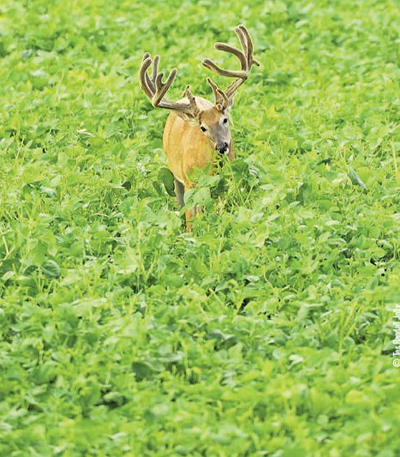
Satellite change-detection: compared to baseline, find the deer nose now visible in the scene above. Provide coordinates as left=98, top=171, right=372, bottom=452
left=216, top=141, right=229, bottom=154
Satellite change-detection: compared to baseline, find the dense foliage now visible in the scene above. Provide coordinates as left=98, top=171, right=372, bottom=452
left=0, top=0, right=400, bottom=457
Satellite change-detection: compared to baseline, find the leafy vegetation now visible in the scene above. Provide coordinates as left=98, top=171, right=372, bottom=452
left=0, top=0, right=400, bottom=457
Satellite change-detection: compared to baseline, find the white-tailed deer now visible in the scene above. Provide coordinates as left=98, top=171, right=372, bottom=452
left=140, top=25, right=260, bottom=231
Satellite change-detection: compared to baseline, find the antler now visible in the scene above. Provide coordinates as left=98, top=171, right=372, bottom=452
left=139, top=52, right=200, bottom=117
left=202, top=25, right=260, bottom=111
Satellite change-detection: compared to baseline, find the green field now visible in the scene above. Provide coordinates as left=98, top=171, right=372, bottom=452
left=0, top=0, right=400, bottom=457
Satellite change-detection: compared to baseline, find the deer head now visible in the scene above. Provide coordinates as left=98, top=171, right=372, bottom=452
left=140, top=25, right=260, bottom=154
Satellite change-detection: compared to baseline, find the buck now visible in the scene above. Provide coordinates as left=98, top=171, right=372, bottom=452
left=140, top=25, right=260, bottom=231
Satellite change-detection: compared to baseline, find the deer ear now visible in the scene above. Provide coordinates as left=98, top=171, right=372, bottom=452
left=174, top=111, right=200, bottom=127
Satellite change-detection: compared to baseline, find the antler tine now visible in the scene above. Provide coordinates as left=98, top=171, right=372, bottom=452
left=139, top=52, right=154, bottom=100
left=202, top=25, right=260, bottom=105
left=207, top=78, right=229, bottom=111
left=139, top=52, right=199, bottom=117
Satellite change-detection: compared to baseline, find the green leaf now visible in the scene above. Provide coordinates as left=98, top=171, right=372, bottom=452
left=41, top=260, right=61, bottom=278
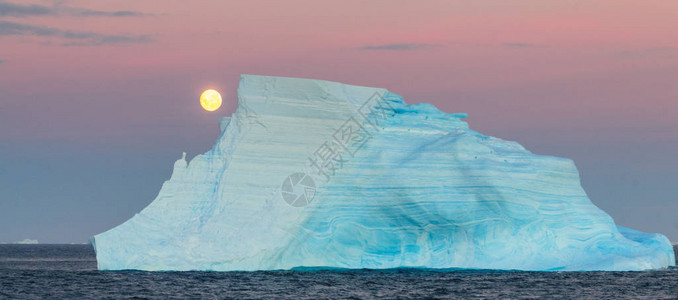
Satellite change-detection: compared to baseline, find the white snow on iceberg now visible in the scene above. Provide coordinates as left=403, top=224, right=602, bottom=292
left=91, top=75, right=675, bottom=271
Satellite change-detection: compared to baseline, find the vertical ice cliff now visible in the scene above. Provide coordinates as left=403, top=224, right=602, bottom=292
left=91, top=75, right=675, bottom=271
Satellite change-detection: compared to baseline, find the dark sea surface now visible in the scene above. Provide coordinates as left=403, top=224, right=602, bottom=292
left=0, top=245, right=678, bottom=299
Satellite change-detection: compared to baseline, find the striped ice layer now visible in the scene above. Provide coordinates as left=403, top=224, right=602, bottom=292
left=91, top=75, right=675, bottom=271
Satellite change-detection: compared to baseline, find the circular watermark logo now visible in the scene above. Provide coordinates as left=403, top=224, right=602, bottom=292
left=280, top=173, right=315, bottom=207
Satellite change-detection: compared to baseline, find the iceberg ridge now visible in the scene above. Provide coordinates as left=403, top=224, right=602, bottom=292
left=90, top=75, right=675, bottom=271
|---|
Print all of the lines above again without changing a word, and leave out the pictures.

Satellite change-detection: compared to baseline, find the deer nose now visible in the scene above. Provide coordinates as left=98, top=171, right=372, bottom=452
left=216, top=141, right=229, bottom=154
Satellite change-detection: compared to baseline, find the dense foliage now visible in the scene above. Provide coordinates as left=98, top=171, right=372, bottom=452
left=0, top=0, right=400, bottom=457
Satellite change-detection: compared to baseline, find the leafy vegetation now visible in the scene above. Provide coordinates as left=98, top=171, right=372, bottom=452
left=0, top=0, right=400, bottom=457
Satellite change-detection: compared to baseline, find the white-tailed deer now visible in the scene above. Provide coordinates as left=98, top=171, right=372, bottom=452
left=140, top=25, right=260, bottom=231
Satellite change-detection: compared to baseline, find the antler now visible in the scene above. Provide coordinates as left=98, top=171, right=372, bottom=452
left=139, top=52, right=200, bottom=117
left=202, top=25, right=260, bottom=111
Satellite change-detection: compared to baseline, find the green field now visible in the scene above. Provide coordinates as left=98, top=171, right=372, bottom=452
left=0, top=0, right=400, bottom=457
Satellite change-detection: compared to baseline, find the deer head now visible in the scene above. Provide coordinates as left=98, top=171, right=372, bottom=452
left=140, top=25, right=260, bottom=154
Satellite change-detection: compared to baseline, find the buck now visible in the scene above. Provide coordinates as left=98, top=171, right=372, bottom=452
left=140, top=25, right=260, bottom=231
Satellite change-detection: compared to baseline, find the deer ear now visible in the scene above. Provide coordinates as left=98, top=171, right=372, bottom=452
left=174, top=111, right=200, bottom=127
Satellite change-detection: compared to baseline, find the antler tine now visible in the scene above. Provide coordinates as left=98, top=171, right=372, bottom=452
left=139, top=52, right=154, bottom=100
left=202, top=25, right=260, bottom=105
left=207, top=78, right=229, bottom=111
left=139, top=52, right=199, bottom=117
Satellite change-detection: compared to baseline, find the green leaf now visible in the scene above. Provide coordinates as left=98, top=171, right=372, bottom=452
left=41, top=260, right=61, bottom=278
Satellite change-detection: compared to baseline, find the white snow on iceberg now visible in the scene above. Provide coordinates as left=403, top=224, right=602, bottom=292
left=91, top=75, right=675, bottom=271
Satellite change-detection: compared to baseline, find the vertical ice cliff now visible in the scene above. Provide coordinates as left=403, top=224, right=602, bottom=292
left=91, top=75, right=675, bottom=271
Satellite change-detection: compared to baseline, find the dark sea surface now visible in the scene above. Provide coordinates as left=403, top=224, right=602, bottom=292
left=0, top=245, right=678, bottom=299
Satellite change-detection: compared to baseline, find the striped ice layer now visible in the scene above. Provide coordinates as left=403, top=224, right=602, bottom=292
left=91, top=75, right=675, bottom=271
Satellite change-detection: compared to baseline, find the circular watermark logo now visible in the scene above. Provide coordinates as left=403, top=224, right=602, bottom=292
left=280, top=173, right=315, bottom=207
Satellite change-detection: compared to baseline, find the iceberg ridge now visible in the scene above. Provide coordinates as left=403, top=224, right=602, bottom=292
left=90, top=75, right=675, bottom=271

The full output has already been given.